RECORDED DATA:
#####

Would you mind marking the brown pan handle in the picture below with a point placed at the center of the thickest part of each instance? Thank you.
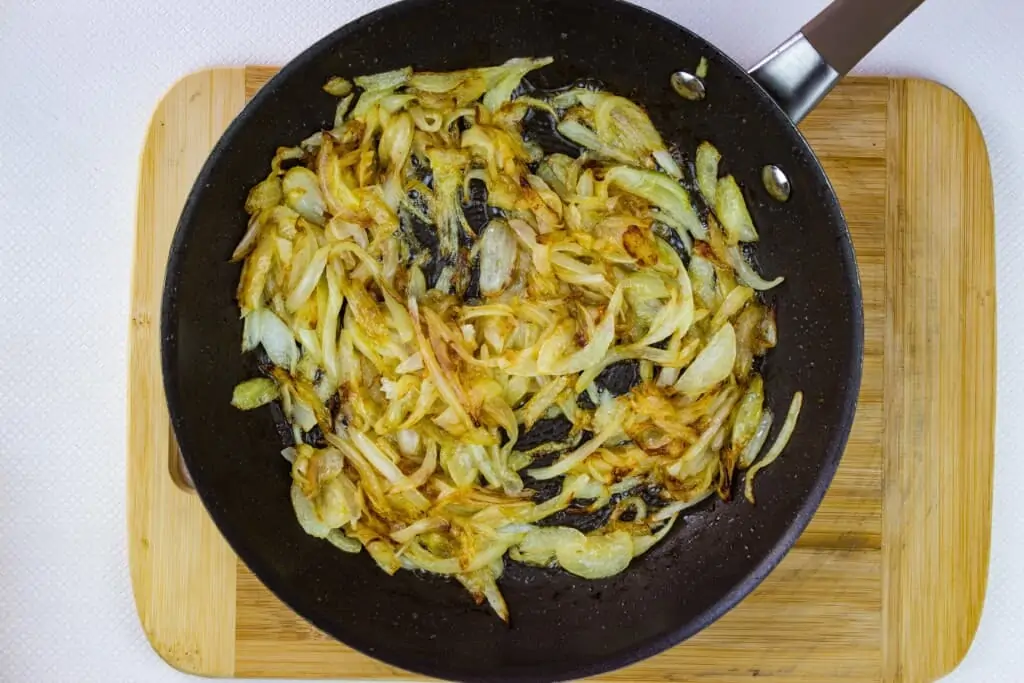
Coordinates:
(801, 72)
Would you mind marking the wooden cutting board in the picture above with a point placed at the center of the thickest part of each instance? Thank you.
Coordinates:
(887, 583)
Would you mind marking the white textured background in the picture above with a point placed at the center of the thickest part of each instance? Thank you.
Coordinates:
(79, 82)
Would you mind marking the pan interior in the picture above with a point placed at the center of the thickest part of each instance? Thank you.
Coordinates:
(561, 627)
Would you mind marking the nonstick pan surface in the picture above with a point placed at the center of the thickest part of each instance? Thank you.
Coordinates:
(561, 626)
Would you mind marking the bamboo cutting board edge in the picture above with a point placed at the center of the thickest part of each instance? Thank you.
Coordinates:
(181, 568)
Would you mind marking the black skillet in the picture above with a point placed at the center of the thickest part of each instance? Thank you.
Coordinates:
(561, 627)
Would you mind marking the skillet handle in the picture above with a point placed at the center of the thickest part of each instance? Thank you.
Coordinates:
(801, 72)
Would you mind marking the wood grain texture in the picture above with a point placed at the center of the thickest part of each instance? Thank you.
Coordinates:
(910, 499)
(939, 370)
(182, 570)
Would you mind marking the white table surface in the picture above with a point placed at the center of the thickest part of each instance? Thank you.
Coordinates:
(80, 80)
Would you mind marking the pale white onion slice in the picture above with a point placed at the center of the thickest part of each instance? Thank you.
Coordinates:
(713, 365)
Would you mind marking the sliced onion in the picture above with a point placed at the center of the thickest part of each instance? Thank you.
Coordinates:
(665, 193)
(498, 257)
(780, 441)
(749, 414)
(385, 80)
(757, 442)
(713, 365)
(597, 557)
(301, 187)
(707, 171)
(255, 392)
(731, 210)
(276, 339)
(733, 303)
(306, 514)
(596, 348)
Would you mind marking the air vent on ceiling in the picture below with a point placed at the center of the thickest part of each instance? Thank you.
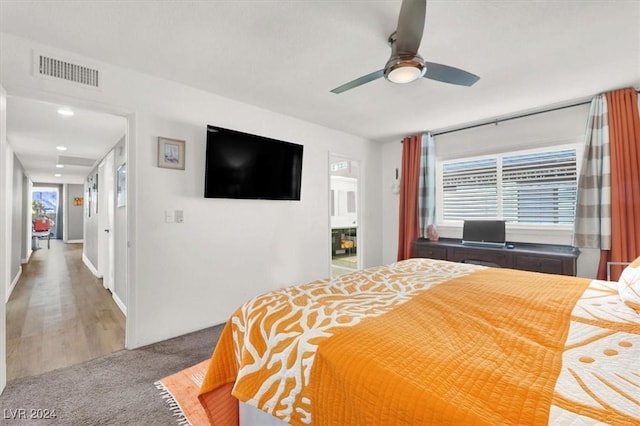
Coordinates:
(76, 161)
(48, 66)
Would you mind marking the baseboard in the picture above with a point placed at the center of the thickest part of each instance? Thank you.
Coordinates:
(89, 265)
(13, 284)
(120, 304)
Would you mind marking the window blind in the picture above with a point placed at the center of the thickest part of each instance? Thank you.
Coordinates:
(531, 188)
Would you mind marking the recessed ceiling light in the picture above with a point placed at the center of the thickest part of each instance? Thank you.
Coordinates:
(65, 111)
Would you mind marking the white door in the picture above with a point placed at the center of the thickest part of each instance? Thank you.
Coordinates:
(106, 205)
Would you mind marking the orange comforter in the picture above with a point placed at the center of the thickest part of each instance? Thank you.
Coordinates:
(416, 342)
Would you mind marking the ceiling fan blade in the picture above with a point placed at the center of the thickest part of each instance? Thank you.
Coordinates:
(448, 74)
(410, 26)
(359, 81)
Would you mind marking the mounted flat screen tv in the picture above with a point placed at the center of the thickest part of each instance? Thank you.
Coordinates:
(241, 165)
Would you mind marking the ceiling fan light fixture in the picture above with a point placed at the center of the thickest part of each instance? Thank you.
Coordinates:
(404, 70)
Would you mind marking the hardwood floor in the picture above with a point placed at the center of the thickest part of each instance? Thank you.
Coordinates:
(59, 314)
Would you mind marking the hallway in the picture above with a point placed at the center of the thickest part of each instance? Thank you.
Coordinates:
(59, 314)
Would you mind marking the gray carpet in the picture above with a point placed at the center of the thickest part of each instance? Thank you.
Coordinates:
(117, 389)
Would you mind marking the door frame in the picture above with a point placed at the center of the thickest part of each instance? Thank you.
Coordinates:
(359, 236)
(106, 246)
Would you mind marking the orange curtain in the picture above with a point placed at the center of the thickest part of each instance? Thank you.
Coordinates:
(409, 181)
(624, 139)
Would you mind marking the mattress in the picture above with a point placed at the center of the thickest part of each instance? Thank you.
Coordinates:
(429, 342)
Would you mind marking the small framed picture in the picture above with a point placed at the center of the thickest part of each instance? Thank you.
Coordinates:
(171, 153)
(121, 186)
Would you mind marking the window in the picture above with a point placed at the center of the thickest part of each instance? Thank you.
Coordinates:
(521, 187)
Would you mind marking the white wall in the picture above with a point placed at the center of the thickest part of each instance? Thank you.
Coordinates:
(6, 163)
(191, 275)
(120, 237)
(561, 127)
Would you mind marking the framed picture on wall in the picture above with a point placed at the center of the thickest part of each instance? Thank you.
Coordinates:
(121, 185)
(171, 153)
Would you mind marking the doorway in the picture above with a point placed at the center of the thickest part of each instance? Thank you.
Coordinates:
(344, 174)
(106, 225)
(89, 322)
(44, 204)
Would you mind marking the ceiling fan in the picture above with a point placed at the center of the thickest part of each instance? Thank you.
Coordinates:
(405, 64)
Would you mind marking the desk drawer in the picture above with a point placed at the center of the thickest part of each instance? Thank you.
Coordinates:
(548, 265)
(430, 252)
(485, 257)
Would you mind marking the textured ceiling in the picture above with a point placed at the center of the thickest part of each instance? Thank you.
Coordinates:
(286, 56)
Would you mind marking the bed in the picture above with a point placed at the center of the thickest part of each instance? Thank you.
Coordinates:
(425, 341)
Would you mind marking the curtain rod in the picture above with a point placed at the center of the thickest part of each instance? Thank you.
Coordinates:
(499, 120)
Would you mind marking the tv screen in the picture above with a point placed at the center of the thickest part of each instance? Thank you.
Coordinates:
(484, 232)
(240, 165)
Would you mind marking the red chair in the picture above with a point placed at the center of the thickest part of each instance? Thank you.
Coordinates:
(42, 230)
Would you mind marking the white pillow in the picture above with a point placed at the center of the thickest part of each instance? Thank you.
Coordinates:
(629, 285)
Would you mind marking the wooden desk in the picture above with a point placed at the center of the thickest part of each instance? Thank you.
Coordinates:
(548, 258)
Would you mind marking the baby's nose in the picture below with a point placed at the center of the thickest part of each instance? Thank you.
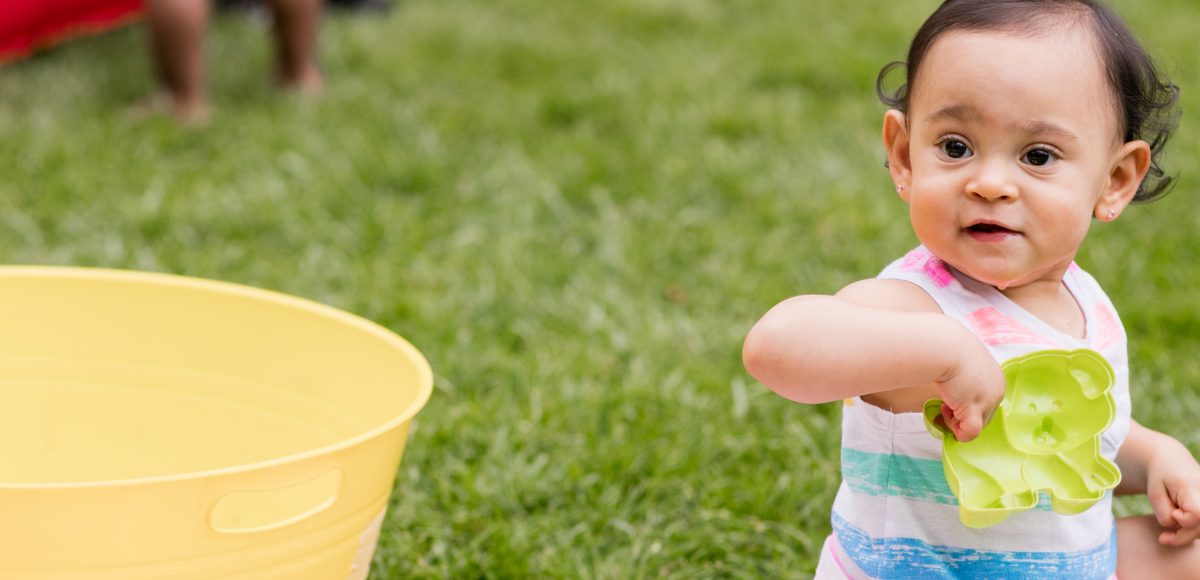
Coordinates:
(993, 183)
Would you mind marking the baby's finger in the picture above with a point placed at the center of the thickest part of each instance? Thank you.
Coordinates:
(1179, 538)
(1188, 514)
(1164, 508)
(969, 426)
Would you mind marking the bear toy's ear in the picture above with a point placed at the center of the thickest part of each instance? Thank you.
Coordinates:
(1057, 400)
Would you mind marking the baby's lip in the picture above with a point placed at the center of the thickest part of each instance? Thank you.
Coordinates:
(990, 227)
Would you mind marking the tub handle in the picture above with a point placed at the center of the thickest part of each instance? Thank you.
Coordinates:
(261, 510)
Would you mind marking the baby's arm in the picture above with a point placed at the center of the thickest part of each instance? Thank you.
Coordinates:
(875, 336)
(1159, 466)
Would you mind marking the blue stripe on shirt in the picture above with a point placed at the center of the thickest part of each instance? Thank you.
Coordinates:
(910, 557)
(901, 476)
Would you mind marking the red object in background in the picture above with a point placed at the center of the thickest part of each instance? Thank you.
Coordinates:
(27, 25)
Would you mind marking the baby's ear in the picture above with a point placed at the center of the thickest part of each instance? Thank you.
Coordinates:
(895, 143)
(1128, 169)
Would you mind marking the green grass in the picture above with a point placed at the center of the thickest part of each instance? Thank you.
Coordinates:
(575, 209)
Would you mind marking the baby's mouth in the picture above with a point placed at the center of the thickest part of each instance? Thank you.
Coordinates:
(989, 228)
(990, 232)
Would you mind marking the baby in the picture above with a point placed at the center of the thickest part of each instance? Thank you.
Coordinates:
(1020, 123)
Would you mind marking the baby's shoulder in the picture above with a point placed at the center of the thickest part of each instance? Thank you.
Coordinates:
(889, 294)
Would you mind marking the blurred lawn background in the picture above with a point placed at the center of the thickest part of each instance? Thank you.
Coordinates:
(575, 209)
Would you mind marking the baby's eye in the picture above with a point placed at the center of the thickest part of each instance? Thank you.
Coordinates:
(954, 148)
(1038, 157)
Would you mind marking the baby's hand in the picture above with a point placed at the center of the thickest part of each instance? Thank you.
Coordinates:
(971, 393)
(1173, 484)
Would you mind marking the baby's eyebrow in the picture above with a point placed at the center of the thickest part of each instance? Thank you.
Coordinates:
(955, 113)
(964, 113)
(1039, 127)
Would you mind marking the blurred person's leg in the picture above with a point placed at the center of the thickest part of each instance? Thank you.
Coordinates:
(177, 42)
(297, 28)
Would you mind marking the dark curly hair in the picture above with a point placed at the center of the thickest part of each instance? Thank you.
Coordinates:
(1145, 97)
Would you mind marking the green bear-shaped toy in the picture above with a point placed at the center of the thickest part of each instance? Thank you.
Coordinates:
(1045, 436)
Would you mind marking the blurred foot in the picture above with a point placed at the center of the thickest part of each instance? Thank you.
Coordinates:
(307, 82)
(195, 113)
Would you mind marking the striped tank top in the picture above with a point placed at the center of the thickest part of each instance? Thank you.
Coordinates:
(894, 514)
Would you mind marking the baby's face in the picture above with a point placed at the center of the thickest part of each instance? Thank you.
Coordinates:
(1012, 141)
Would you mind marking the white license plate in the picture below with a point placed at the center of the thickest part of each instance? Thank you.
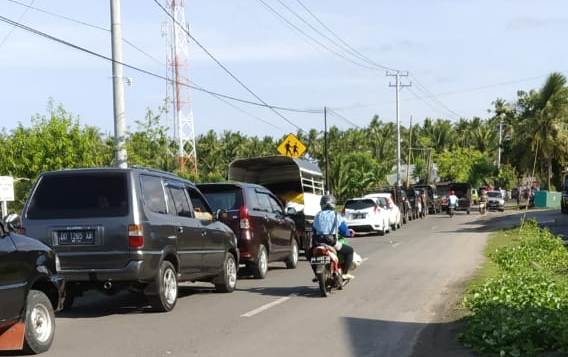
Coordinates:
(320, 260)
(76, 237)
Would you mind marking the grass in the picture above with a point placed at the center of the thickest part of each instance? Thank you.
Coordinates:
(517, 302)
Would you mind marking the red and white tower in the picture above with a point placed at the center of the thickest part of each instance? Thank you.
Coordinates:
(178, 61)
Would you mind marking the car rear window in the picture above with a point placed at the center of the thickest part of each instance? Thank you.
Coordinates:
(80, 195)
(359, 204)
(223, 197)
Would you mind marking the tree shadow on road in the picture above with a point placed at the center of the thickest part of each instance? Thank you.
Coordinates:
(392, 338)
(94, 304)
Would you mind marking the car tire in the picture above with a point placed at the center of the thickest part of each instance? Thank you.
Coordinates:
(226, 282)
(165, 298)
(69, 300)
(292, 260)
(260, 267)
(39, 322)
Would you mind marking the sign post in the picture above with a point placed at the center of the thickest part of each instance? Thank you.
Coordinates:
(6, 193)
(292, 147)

#####

STATED GOAL: Can you quote exactly the lines from the one containing "Would you mind marking the tree" through the last line of the records above, and nothing else?

ANSWER TO THE PROBLEM:
Would you mind marking the tree shadow on road in the picture above with a point placed at the center of the thickest part of each instance? Thank you.
Coordinates:
(392, 338)
(94, 304)
Would you mind marking the car tire in the picture above with a point placed at the center of the thickest part of each instance? Thank you.
Coordinates:
(226, 282)
(165, 298)
(69, 300)
(292, 260)
(260, 267)
(39, 322)
Would you mind marking the sign post in the picture above with a point placed at the center of the thickest part of each instance? Thank you.
Coordinates:
(6, 193)
(292, 147)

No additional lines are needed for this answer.